++++ EXTRAIT SOURCE

The New Times (les temps nouveaux),
créé lui aussi en 1995 au moment où le Rwanda avait perdu
son image aux yeux des nations, ce journal traduit le souci des Rwandais
d'améliorer l'image de marque de leur pays, de se reconstruire
malgré la situation critique qu'ils venaient de traverser. Publié
en anglais, ce journal montre également l'ouverture du pays aux
différents horizons. Un autre journal qui attire notre attention est
Ibuka. Ce nom vient du verbe kwiibuka
(se souvenir, se rappeler) et date de 1998. Au fait,
après le génocide, il n'a pas été facile de
redresser la situation. Au moment où les rescapés du
génocide tentaient de se réconforter, un autre groupe dont la
majorité des planificateurs du génocide ne voulait pas renoncer
à leur plan d'exterminer les Tutsis, niant ainsi l'existence du
génocide. C'est dans ce contexte qu'il a été
créé l'association « Ibuka asbl »

++++++++

== À FAIRE ==
A. Indiquez si chacune des affirmations suivantes concorde avec l'extrait sur la presse rwandaise, en répondant par oui ou par non et en citant les mots décisifs du texte : (i) The New Times paraît en anglais ; (ii) le journal Ibuka date de 1995 ; (iii) le nom Ibuka est tiré du verbe kwiibuka.
B. Relevez tous les noms de journaux et d'associations que cite l'extrait sur la presse rwandaise.
Les items n'ont aucun rôle à jouer dans ce travail.

++++ ITEMS FOURNIS

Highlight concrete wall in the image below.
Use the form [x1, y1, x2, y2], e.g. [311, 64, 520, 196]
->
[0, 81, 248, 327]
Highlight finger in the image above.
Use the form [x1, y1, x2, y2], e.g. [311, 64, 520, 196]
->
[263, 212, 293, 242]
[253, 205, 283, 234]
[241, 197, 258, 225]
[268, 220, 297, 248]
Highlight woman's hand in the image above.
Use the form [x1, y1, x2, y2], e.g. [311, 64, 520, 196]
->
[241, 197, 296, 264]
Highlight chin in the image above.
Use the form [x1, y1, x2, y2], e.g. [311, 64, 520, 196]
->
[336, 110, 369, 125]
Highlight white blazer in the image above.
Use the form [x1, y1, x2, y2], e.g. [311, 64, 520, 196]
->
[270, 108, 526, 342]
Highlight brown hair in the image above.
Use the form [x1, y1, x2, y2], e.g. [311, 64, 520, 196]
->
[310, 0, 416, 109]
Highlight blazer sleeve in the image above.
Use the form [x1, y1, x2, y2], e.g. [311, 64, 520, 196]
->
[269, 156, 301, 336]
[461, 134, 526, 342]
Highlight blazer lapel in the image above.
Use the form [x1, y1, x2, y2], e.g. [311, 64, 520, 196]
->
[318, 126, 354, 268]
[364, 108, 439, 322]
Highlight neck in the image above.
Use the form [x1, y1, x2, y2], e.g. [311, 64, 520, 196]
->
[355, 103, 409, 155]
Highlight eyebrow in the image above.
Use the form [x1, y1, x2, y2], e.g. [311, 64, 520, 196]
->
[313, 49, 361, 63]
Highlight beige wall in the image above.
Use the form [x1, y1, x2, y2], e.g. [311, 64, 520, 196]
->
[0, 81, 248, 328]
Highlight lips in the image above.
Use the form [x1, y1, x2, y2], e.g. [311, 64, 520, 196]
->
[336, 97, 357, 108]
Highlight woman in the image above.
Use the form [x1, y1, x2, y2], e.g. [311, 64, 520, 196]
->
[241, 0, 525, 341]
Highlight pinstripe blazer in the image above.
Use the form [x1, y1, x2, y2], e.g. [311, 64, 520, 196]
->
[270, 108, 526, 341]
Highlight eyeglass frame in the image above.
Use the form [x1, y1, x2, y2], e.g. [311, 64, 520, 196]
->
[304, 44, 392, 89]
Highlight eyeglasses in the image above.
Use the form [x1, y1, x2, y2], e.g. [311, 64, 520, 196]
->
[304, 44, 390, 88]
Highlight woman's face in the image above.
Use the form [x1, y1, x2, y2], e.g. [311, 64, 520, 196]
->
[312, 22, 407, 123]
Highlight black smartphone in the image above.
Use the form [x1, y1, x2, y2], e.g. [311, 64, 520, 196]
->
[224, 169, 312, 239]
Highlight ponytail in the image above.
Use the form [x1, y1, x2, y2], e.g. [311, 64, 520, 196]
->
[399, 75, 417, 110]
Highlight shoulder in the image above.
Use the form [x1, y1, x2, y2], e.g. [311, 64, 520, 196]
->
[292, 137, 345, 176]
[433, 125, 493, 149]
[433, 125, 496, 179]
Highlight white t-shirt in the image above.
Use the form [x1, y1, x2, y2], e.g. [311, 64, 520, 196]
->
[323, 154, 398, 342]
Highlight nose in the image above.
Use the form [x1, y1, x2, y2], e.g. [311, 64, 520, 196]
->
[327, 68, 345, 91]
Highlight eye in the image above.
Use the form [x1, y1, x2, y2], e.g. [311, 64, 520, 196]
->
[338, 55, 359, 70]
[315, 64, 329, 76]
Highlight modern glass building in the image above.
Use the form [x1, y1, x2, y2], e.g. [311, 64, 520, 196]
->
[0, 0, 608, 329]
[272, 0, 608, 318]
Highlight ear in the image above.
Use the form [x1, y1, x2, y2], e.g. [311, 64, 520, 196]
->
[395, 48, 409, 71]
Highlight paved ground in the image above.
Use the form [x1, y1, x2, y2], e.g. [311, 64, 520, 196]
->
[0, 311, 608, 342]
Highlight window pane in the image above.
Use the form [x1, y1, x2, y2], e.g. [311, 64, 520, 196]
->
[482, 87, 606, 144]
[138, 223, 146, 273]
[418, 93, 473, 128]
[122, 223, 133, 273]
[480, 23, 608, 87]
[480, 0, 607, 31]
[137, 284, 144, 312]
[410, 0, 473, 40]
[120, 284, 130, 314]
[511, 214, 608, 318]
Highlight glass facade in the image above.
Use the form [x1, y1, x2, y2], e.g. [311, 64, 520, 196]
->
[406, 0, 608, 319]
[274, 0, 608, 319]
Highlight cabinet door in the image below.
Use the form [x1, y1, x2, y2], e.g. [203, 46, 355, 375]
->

++++++++

== RÉPONSES PAR TÂCHE ==
A.
(i) Oui : « Publié en anglais ».
(ii) Non : « date de 1998 ».
(iii) Oui : « Ce nom vient du verbe kwiibuka ».

B. The New Times, Ibuka, Ibuka asbl